▶ [About this task]:
Filter this material down to the lines that contain the string "painted", and return those lines.

BEGIN Records provided

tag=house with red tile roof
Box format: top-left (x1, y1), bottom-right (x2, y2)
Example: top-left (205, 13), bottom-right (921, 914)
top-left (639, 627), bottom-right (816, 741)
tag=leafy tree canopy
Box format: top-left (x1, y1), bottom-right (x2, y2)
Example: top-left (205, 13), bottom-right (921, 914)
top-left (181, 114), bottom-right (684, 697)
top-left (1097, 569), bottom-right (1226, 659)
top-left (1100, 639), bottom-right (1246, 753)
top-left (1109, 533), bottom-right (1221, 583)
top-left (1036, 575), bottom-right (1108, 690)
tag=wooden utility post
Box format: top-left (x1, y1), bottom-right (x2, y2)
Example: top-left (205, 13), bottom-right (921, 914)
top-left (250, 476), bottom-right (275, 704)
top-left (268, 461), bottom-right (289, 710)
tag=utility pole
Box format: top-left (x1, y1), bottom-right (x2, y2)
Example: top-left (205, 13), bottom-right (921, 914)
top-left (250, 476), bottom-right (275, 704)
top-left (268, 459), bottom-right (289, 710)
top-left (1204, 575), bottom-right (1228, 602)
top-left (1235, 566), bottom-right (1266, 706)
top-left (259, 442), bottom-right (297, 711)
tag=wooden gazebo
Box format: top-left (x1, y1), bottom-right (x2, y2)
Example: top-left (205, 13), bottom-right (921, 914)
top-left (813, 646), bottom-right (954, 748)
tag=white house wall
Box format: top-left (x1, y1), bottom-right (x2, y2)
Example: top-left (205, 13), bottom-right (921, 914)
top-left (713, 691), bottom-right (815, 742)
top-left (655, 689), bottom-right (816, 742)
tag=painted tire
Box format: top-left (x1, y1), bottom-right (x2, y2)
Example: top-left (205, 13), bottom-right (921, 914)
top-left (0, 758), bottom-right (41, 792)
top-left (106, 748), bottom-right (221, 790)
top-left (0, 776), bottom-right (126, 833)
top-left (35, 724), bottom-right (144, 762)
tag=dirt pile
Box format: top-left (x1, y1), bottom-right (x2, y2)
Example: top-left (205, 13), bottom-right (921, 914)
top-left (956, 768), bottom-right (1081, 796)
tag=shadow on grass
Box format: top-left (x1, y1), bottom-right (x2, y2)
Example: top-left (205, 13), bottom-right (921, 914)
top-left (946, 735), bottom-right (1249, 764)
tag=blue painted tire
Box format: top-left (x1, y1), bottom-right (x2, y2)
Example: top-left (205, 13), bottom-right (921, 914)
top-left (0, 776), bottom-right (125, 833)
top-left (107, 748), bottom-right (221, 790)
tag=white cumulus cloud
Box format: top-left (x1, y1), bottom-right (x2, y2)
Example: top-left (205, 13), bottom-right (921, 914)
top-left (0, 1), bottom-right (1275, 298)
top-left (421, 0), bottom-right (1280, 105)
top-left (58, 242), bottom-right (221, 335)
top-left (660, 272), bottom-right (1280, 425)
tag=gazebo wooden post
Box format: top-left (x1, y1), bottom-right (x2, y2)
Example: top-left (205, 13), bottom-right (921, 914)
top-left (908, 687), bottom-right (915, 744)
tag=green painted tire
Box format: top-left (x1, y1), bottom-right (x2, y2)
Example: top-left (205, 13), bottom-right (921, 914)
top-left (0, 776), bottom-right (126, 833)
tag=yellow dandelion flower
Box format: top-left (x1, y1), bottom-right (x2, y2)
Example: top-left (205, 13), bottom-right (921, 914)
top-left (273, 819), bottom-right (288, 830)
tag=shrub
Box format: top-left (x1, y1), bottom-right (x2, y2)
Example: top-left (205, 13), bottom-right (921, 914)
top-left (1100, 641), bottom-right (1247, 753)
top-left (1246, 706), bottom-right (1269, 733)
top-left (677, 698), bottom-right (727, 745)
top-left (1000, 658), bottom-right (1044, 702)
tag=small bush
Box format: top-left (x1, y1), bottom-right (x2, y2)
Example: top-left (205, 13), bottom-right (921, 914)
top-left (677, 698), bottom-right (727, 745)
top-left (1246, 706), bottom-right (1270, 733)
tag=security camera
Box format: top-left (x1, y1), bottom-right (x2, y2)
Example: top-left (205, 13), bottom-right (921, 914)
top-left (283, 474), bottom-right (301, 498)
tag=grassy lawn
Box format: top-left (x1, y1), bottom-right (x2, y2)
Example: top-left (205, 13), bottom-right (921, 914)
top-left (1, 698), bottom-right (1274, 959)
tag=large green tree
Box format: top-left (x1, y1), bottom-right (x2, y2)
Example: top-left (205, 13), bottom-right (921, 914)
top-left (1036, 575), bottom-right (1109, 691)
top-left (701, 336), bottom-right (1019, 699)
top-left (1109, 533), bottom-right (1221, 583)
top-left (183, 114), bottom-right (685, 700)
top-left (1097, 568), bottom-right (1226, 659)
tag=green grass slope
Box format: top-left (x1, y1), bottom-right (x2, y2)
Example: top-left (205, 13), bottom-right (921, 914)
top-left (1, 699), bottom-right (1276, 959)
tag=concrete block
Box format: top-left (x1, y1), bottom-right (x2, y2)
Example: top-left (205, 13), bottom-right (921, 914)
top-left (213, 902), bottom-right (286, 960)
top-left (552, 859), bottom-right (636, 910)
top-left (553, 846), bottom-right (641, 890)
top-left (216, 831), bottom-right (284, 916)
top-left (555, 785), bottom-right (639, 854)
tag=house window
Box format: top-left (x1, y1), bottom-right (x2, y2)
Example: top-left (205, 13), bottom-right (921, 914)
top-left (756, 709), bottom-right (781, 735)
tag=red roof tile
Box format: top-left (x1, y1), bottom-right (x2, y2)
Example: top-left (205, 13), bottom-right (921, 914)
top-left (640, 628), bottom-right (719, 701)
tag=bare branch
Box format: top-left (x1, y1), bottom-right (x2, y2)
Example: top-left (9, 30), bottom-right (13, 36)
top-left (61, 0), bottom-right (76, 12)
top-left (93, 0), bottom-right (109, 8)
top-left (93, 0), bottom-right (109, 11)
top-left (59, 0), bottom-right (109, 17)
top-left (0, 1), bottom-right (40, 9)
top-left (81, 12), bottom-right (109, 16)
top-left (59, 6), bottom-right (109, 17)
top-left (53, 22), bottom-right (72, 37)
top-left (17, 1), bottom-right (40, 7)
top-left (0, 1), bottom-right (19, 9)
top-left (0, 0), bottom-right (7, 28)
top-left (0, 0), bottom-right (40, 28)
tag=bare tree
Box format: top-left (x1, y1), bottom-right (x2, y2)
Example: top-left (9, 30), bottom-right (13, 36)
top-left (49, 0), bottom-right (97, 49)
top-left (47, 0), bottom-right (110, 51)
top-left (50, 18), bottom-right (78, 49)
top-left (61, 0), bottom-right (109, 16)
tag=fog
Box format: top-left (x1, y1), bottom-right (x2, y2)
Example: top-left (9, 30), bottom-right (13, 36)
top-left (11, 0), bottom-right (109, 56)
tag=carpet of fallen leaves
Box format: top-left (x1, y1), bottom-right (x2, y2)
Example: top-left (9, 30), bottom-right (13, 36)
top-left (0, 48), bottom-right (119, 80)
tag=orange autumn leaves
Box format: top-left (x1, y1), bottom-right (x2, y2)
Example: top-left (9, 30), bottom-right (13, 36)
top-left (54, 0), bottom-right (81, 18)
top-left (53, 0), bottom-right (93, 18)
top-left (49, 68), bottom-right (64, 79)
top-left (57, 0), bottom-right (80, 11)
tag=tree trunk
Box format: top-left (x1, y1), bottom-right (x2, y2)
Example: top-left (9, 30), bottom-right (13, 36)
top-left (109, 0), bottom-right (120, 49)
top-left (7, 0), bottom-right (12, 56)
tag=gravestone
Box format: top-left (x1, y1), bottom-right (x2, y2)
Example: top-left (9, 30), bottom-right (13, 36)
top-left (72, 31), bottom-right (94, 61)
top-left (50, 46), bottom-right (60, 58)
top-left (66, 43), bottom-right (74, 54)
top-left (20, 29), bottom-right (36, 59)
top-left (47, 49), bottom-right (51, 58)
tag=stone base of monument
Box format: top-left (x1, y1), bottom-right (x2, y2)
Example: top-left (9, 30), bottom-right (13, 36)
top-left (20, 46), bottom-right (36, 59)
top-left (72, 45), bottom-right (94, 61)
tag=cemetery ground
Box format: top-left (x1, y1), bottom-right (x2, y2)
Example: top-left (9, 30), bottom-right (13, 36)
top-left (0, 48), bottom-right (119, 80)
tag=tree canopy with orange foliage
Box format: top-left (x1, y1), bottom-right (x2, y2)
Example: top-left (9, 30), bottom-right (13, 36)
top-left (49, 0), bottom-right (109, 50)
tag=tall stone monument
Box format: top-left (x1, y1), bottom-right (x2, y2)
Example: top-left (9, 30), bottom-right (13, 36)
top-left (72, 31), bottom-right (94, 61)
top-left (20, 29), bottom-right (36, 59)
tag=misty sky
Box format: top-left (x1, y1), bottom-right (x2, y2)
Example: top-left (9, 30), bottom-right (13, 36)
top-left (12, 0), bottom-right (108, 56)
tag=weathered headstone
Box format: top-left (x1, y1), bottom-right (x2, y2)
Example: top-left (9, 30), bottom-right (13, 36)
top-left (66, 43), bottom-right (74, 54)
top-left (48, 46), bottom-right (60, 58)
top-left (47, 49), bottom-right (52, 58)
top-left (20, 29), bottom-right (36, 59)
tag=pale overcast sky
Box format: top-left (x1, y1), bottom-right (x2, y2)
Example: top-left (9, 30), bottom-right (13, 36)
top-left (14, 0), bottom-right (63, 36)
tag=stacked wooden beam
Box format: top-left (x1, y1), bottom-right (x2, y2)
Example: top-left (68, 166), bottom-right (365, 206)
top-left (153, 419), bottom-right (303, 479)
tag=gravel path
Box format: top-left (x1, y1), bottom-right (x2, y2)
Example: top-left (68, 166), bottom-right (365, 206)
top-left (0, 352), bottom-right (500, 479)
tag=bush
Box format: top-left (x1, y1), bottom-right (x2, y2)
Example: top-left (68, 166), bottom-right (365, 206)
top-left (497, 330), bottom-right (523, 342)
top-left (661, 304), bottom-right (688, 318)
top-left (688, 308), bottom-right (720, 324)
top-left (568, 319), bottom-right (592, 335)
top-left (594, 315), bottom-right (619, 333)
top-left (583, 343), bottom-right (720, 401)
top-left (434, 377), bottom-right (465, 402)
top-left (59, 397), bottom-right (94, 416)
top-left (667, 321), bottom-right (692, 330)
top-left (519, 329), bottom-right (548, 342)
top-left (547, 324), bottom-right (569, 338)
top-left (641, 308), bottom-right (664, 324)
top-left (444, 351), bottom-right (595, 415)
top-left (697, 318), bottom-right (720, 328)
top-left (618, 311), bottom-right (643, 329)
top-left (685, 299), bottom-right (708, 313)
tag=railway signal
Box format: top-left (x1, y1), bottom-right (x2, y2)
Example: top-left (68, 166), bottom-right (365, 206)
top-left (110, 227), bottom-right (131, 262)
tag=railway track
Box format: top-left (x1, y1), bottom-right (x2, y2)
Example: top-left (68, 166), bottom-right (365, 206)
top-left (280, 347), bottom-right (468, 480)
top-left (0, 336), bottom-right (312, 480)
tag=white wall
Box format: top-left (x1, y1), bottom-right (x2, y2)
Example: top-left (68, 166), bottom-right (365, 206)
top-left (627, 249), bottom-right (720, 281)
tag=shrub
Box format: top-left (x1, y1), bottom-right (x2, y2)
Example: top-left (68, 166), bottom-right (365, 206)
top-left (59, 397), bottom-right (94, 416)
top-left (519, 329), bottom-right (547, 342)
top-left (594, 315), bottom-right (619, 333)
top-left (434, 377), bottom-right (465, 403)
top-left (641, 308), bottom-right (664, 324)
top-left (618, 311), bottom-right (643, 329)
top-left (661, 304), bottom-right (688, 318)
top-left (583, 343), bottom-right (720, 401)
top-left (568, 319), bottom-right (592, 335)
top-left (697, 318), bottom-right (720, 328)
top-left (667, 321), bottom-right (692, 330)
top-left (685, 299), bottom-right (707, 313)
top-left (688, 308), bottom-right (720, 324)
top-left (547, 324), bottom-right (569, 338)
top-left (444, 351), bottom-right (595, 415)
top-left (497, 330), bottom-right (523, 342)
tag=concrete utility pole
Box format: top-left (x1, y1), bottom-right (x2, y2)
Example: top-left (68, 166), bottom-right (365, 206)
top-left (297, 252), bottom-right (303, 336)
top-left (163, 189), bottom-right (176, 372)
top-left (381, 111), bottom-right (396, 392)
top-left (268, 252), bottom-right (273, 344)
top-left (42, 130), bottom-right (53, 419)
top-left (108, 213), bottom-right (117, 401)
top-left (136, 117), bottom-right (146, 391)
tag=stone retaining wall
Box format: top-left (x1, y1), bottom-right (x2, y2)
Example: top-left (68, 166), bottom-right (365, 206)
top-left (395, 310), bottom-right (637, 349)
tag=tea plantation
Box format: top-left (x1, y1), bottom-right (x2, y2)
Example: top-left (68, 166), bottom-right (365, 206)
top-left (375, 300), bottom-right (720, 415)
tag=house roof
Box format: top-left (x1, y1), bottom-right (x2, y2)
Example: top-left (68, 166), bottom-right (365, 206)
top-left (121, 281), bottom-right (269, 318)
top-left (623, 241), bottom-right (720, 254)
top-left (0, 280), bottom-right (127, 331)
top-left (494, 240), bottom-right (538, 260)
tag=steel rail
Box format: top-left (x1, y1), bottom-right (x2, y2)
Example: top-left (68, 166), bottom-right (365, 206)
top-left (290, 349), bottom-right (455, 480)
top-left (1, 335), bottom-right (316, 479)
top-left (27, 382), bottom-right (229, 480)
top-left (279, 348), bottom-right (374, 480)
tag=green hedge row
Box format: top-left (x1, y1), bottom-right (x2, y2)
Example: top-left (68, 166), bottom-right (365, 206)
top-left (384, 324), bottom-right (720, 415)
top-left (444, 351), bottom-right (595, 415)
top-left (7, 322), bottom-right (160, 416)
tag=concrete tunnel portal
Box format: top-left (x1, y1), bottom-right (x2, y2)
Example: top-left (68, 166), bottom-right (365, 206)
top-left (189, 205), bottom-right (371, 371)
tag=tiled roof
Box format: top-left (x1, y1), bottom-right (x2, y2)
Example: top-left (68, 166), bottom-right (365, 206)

END Records provided

▶ [Written answer]:
tag=painted tire
tag=blue painted tire
tag=green painted tire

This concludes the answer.